=== SELECTED PASSAGE ===
We find that there was a departure from the essential requirements of law and hold that law enforcement did not have an affirmative duty to assist Unruh in securing an independent blood test. The departure constituted a violation of a clearly established principle of law which resulted in a miscar[1013]*1013riage of justice. Combs v. State, 436 So.2d 93 (Fla.1983); see also Fieselman v. State, 566 So.2d 768 (Fla.1990). The circuit court violated the principle that appellate courts must view the evidence below, as well as all reasonable inferences and deductions therefrom, in a manner most favorable to sustaining the trial court’s ruling. See Owen v. State, 560 So.2d 207, 211 (Fla.), cert. denied, 498 U.S. 855, 111 S.Ct. 152, 112 L.Ed.2d 118 (1990); McNamara v. State, 357 So.2d 410, 412 (Fla.1978). “The ruling of the trial court on a motion to suppress comes clothed to us with a presumption of correctness and we must interpret the evidence and reasonable inferences and deductions in a manner most favorable to sustaining the trial court’s ruling.” Owen, 560 So.2d at 211; see also Sommer v. State, 465 So.2d 1339, 1343 (Fla. 5th DCA 1985) (appellate court should not overturn an order denying suppression of evidence if any legal basis to sustain the trial court exists). We do not find that there is a conflict between the two sections. We find that the circuit court has misinterpreted section 316.1932(1)(f)3. When read together, the two sections of the statute can be implemented without doing violence to Unruh’s due process rights.
=== DATA LISTING ===
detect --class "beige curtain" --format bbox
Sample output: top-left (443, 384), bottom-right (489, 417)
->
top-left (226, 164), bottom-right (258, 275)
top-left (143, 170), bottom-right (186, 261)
===
WRITTEN TASKS:
**1.** In the court opinion, which statutory section does the court say the circuit court misinterpreted?
**2.** Write the next part of the court opinion about the independent blood test, following on from its final sentence.

OUTPUTS IN ORDER:
**1.** Section 316.1932(1)(f)3.

**2.**
Initially, we review the statutes in question to determine how the legislature intended that they be implemented from their plain reading. First, by requesting a Florida driver’s license, a driver agrees to be subjected to testing for impairment. § 316.1932(l)(a), Fla.Stat. (1991). Since driving is a privilege and not a right, the state can impose restrictions on the use of the driver’s license. Submitting to an examination to determine one’s impairment is one of the restrictions that the state has imposed. The state can evaluate the degree of impairment by use of a breathalyzer, blood test or urine test. § 316.1932(l)(a), (c), Fla.Stat. (1991). In this particular case, the state chose to test Unruh’s degree of impairment by use of a breathalyzer. Unruh makes no argument as to the validity of the breathalyzer test. He argues that the test should be suppressed, regardless of whether it was accurate or inaccurate, because he was refused the right to a blood test. We do not agree.

The issue is whether law enforcement has an affirmative duty to assist Unruh in obtaining an independent blood test or whether the duty is limited to not interfering with Un-ruh’s attempts to obtain the blood test.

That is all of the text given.